**Task to carry out**
Take the line that contains "Need: a dot on each instance of the batting" as the first line and the last line of the records as the end. Please set down everything in that range exactly.

**Raw data**
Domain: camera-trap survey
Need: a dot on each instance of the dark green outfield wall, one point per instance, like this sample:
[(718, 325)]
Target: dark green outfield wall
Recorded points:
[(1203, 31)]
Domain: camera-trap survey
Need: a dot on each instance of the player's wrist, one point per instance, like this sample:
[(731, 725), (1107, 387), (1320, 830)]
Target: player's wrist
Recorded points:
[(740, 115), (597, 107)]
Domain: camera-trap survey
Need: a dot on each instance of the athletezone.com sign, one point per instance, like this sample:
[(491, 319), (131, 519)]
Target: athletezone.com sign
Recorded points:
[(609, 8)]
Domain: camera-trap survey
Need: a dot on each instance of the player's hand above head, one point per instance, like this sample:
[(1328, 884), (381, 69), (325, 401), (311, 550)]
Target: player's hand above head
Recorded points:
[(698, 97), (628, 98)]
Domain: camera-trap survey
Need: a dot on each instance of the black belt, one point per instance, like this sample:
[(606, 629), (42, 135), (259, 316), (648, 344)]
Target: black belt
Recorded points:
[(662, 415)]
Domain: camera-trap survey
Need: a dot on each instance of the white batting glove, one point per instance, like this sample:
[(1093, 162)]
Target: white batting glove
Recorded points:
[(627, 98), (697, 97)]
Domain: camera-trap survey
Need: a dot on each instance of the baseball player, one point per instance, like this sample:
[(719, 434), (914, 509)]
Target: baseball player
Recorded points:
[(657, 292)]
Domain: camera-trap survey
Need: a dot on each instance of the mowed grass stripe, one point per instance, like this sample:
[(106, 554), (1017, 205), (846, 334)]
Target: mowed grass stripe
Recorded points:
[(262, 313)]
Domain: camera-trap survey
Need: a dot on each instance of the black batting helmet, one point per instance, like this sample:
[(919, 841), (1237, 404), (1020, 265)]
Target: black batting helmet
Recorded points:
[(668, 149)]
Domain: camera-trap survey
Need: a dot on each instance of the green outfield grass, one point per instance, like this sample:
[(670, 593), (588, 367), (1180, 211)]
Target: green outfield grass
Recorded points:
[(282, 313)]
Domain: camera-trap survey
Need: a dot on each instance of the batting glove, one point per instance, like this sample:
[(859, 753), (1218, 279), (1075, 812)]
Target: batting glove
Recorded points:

**Completed exercise**
Need: a dot on each instance of the batting glove, one point per instance, like this sample:
[(859, 753), (1218, 279), (1075, 812)]
Target: batting glove
Recorded points:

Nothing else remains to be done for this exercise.